_Anweisung_: Aktualisiere die folgenden Datensätze, indem du überall "gray wall" durch "white wall" ersetzt. Alles andere bleibt unverändert.

_Bereitgestelltes Material_:
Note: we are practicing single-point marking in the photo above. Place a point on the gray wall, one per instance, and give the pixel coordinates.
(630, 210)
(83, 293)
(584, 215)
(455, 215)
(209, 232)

_Fertige Antwort_:
Note: we are practicing single-point marking in the photo above. Place a point on the white wall, one per instance, and give the pixel coordinates.
(630, 210)
(83, 293)
(584, 215)
(455, 215)
(209, 232)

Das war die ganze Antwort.